## [Source text]
Problems when benchmarking Ceph

2012-05-30 Thread Nam Dang
Dear all,

I am using Ceph as a baseline for Hadoop. In Hadoop there is a
NNThroughputBenchmark, which tries to test the upper limit of the
namenode (a.k.a MDS in Ceph).
This NNThroughputBenchmark basically creates a master node, and
creates many threads that sends requests to the master node as
possible. This approach minimizes communication overhead when
employing actual clients. The code can be found here:
https://svn.apache.org/repos/asf/hadoop/common/branches/branch-0.19/src/test/org/apache/hadoop/hdfs/NNThroughputBenchmark.java

So I'm testing Ceph in similar manner:
- Mount Ceph to a folder
- Create many threads and send requests to the MDS on the MDS (so no
network communication)
- I do not write any data to the files: just mere file creation.

However, I notice very poor performance on Ceph (only about 485
ops/sec, as oppose to 8000ops/sec in Hadoop, and I'm not sure why. I
also notice that when I tried to remove the folder created by the
interrupted test of the benchmark mentioned above, I took too long I
had to Ctrl+Break out of the rm program. I'm thinking that the reason
could be that I'm using Java IO instead of Ceph direct data
manipulation code. Also, I didn't write any data so there shouldn't be
any overhead of communicating with the OSDs (or is my assumption
wrong?)

So do you have any idea on this?

My configuration at the moment:
- Ceph 0.47.1
- Intel Xeon 5 2.4Ghz, 4x2 cores
- 24GB of RAM
- One node for Monitor, One for MDS, 5 for OSD (of the same configuration)
- I mount Ceph to a folder on the MDS and run the simulation on that
folder (creating, opening, deleting files) - Right now I'm just
working on creating files so I haven't tested with others.

## [Given entries]

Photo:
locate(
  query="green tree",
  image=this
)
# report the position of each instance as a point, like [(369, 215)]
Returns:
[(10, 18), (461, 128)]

## [What the task asks]
Copy the stretch of the Ceph benchmarking thread from "So do you have" through "tested with others.". The rows have nothing to do with the Ceph benchmarking thread.

## [Answer to this exercise]
So do you have any idea on this?

My configuration at the moment:
- Ceph 0.47.1
- Intel Xeon 5 2.4Ghz, 4x2 cores
- 24GB of RAM
- One node for Monitor, One for MDS, 5 for OSD (of the same configuration)
- I mount Ceph to a folder on the MDS and run the simulation on that
folder (creating, opening, deleting files) - Right now I'm just
working on creating files so I haven't tested with others.